• _SELECTION_
-- BEGIN --
Credible takeaways
- Federal student loans come with fixed interest rates and flexible repayment options, and most don't require a credit check for approval.
- Private student loans may offer higher borrowing limits and fixed or variable interest rates, but they often require good credit or a cosigner to qualify.
- You can use both types, but experts recommend maximizing federal loans and gift aid, like scholarships and grants, before turning to private loans.
Federal and private student loans each have their own benefits, costs, and eligibility requirements. Federal loans are issued by the government and typically offer lower interest rates, more repayment options, and easier qualification. About 87% of all student loans taken out in the 2023-24 school year were federal according to the College Board.
Private student loans are issued by banks and other financial institutions. They may help you cover more college costs, but they generally come with stricter eligibility requirements and higher interest costs.
Learn more about the differences between federal and private student loans, and what to consider if you're planning to borrow.
-- END --
• _RECORDS SHOWN_
-- BEGIN --
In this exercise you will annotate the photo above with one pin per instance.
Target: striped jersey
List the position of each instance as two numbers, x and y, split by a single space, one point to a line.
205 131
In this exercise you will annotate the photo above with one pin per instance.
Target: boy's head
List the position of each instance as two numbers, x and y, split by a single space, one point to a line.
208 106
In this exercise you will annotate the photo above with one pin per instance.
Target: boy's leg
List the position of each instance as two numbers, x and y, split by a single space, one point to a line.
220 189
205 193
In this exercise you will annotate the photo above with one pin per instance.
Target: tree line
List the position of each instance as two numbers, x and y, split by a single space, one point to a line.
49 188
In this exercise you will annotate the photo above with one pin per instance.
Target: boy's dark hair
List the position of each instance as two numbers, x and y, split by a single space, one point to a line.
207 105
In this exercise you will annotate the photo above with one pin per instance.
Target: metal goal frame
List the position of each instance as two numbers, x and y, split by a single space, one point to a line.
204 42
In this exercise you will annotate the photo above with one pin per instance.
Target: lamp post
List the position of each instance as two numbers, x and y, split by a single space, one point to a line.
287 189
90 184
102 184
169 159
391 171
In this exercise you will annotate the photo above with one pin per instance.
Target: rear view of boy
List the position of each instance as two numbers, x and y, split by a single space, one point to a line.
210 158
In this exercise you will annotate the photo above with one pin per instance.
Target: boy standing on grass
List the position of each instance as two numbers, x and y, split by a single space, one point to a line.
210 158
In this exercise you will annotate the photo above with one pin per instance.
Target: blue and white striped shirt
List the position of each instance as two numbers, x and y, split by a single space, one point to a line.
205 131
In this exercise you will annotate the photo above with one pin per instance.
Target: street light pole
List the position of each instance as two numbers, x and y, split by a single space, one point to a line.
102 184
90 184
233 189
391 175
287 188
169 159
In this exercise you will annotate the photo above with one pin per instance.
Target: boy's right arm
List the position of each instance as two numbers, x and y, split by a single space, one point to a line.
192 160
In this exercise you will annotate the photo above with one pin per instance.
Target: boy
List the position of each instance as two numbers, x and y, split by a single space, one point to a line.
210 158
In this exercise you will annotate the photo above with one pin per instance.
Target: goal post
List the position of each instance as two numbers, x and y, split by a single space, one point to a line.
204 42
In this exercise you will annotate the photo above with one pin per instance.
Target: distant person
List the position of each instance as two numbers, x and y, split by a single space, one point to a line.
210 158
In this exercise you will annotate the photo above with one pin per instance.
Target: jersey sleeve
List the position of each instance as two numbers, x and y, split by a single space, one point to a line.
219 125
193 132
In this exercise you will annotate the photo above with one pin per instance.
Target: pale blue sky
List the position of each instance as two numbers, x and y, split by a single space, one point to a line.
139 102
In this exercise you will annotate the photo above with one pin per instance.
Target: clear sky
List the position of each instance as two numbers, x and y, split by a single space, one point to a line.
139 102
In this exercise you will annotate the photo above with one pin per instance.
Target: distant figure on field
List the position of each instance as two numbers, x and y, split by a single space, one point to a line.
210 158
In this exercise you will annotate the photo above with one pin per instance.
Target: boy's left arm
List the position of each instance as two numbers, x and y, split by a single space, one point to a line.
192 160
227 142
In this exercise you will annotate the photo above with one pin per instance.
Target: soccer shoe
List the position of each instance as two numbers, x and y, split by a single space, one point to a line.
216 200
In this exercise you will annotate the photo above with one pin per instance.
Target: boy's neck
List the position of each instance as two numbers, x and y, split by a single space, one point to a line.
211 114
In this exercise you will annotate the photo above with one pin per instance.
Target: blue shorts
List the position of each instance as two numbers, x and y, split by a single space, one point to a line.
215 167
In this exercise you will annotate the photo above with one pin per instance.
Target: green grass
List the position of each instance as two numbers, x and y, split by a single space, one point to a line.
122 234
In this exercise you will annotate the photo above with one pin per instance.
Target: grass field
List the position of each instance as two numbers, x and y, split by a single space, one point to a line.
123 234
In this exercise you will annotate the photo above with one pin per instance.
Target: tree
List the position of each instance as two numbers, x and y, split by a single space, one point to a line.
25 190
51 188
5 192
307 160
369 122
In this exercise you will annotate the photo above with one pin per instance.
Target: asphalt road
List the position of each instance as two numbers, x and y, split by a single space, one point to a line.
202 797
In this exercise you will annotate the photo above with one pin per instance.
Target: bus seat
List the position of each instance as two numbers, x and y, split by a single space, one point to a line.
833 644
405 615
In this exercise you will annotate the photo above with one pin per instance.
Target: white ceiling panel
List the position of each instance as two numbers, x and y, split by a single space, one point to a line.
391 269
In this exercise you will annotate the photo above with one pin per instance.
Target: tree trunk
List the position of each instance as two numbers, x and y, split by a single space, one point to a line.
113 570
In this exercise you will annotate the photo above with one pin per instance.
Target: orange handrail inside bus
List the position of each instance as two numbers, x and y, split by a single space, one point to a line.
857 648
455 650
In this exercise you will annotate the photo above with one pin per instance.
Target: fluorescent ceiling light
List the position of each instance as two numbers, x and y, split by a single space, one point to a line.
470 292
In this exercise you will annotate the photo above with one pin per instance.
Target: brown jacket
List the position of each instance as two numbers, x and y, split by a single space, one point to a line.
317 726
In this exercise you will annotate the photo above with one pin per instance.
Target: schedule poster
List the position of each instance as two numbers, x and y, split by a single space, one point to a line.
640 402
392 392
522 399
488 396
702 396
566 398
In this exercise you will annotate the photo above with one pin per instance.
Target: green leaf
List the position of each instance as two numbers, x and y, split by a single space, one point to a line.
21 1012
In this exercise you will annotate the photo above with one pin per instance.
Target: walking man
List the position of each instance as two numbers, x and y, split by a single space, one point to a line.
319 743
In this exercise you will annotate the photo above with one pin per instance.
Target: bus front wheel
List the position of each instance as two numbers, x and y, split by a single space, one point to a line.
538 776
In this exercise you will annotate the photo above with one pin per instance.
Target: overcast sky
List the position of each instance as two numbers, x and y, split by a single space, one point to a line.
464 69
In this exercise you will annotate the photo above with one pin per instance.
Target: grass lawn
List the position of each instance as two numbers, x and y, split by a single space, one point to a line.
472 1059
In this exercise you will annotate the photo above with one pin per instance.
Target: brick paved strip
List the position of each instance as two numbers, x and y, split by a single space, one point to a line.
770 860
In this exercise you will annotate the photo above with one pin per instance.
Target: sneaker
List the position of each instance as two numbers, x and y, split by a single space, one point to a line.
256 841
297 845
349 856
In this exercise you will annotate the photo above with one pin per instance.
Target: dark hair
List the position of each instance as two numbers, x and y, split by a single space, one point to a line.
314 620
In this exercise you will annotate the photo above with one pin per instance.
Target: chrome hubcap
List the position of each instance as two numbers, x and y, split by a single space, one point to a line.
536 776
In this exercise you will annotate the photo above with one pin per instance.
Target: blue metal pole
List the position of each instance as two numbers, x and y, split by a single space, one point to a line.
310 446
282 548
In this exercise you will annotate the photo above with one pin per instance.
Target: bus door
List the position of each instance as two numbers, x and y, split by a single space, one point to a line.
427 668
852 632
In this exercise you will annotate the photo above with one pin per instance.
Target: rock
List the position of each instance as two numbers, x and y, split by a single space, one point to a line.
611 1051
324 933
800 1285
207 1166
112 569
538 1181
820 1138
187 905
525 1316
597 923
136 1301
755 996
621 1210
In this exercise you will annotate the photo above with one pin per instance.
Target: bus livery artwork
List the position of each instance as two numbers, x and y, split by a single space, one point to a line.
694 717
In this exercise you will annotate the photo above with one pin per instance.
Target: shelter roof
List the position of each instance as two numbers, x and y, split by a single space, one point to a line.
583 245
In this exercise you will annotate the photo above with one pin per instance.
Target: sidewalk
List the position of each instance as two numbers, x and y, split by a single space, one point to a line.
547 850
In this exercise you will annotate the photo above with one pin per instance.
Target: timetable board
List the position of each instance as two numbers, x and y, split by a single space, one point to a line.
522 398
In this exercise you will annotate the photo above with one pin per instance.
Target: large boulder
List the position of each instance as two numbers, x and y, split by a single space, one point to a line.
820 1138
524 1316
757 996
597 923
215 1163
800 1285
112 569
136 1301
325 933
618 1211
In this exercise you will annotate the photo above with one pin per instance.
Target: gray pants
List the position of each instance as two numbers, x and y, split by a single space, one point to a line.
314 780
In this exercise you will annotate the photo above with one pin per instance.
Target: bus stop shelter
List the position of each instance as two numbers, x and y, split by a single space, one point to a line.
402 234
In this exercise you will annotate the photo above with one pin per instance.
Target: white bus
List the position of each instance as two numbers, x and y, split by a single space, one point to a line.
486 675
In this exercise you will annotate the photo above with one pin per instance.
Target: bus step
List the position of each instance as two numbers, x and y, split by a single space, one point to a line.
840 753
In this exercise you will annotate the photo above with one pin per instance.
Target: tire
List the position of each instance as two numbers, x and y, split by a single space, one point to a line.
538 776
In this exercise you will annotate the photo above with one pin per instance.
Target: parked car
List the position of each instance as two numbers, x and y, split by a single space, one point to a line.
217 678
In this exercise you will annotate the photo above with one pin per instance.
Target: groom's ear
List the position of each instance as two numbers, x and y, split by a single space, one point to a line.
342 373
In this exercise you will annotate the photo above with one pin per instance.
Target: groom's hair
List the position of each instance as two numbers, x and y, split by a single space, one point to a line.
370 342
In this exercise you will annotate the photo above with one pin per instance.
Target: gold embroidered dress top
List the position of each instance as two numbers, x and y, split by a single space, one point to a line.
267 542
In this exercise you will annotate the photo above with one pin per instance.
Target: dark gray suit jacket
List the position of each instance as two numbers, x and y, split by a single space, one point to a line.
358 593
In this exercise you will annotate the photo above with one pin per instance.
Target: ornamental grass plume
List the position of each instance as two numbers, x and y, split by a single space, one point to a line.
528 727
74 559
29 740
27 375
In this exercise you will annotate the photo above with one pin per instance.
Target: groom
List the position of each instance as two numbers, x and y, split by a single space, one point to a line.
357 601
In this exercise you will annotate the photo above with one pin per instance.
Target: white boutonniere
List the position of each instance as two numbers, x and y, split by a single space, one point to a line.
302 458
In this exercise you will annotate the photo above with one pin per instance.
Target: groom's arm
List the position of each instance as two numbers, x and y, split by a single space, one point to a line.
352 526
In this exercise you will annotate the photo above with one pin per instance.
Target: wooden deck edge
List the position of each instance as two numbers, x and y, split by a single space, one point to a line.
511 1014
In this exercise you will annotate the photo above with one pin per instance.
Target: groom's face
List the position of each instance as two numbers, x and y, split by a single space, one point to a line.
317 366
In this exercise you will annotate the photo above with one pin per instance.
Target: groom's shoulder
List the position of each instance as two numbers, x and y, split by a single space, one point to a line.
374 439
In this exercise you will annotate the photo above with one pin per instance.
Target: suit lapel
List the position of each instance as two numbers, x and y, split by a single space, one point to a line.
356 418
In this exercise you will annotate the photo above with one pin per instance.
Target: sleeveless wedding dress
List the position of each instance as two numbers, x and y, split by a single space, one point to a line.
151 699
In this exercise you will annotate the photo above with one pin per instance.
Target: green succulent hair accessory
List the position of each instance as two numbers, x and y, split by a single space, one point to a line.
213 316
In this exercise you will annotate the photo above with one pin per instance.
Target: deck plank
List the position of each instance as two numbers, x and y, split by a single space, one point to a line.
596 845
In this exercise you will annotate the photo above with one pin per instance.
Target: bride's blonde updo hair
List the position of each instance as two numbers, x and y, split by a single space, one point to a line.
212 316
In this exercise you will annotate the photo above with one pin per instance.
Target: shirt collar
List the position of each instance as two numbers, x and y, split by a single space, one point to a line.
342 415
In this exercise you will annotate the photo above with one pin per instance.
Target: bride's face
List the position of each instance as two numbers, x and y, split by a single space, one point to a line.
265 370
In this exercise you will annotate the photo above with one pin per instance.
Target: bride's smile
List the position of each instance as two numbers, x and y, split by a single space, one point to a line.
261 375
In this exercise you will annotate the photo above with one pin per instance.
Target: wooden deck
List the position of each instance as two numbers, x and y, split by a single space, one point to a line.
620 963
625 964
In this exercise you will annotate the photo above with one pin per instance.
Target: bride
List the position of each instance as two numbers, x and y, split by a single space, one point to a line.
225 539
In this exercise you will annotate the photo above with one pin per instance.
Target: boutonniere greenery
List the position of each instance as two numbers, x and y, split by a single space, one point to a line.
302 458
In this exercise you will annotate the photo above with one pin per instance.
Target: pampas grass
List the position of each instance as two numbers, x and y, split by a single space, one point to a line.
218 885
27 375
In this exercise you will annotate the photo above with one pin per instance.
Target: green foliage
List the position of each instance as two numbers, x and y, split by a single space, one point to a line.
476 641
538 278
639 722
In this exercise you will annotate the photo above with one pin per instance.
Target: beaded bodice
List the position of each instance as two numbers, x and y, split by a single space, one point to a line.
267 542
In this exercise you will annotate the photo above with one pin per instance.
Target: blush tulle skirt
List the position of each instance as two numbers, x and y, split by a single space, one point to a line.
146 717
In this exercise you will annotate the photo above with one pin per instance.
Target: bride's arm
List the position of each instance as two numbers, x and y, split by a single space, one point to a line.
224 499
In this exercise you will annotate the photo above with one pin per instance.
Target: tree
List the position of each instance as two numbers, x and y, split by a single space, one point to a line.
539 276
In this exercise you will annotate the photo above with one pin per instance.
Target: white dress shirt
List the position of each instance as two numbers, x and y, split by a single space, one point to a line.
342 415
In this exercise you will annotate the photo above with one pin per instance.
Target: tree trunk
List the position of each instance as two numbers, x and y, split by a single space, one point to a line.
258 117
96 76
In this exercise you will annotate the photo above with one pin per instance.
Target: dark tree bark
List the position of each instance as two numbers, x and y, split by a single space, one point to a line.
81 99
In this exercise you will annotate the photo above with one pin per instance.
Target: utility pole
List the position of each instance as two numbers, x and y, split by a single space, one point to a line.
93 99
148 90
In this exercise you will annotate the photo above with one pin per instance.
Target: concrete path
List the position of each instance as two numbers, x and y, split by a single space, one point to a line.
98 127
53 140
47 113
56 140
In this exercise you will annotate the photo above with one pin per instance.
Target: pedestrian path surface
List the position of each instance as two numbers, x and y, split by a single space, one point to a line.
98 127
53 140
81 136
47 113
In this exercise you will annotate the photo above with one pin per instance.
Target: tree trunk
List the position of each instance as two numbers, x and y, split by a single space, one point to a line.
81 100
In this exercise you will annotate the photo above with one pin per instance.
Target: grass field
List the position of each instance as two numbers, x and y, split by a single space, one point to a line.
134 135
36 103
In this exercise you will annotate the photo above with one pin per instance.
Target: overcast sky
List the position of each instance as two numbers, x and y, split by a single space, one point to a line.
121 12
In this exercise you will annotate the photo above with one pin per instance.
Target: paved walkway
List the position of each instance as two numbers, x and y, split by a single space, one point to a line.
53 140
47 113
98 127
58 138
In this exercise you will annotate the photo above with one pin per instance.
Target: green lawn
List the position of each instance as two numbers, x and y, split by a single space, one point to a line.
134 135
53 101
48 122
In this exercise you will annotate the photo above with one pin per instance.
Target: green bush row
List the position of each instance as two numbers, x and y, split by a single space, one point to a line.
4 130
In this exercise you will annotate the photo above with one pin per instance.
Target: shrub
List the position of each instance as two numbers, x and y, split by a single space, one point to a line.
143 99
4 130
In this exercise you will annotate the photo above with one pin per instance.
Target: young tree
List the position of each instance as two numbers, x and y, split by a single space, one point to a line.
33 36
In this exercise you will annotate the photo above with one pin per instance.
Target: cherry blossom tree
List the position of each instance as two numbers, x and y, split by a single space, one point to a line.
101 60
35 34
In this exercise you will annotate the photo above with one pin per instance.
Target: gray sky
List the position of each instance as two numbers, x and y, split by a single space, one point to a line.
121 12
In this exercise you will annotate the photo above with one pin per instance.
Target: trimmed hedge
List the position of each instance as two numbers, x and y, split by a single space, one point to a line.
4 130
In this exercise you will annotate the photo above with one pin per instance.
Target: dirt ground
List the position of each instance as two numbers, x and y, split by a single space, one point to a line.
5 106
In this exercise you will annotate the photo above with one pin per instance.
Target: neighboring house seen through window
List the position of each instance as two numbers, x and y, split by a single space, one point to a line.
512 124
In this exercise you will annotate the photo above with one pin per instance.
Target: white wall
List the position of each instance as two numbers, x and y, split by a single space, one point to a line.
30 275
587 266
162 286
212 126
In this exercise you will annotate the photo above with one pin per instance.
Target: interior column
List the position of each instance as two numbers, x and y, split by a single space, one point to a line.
-- END --
• _GIVEN INSTRUCTION_
Carry on the article comparing federal and private student loans, starting right after its final sentence.

• _THE RESPONSE_
What are federal student loans?
Federal student loans are issued by the U.S. Department of Education to help students cover the cost of higher education at eligible schools. They're usually more affordable than private loans and come with benefits like flexible repayment options and fixed interest rates.
There are four main types of federal student loans:
- Direct Subsidized Loans: These loans are for undergraduate students with financial need. Subsidized loans don't accrue interest while you're in school at least half-time and during a six-month grace period after you leave school. Financial need is required, but credit is not a factor.
- Direct Unsubsidized Loans: These loans are available to undergraduate and graduate students, regardless of financial need. Your school determines the amount you can borrow, and there are annual and lifetime limits. Unlike subsidized loans, you're responsible for all accrued interest.
- Grad PLUS loans: Designed for graduate or professional students, grad PLUS loans allow you to borrow up to the full cost of attendance. To qualify, you must not have an adverse credit history and must attend a participating school.
- Parent PLUS loans: These loans are available to parents of dependent undergraduate students enrolled at least half-time. To qualify, you need to meet general eligibility requirements for federal aid and have no adverse credit history.
Good to know:
Only grad PLUS and parent PLUS loans factor in your credit history. Borrowers with adverse credit may need to obtain an endorser (similar to a cosigner) or prove extenuating circumstances to qualify.
What are private student loans?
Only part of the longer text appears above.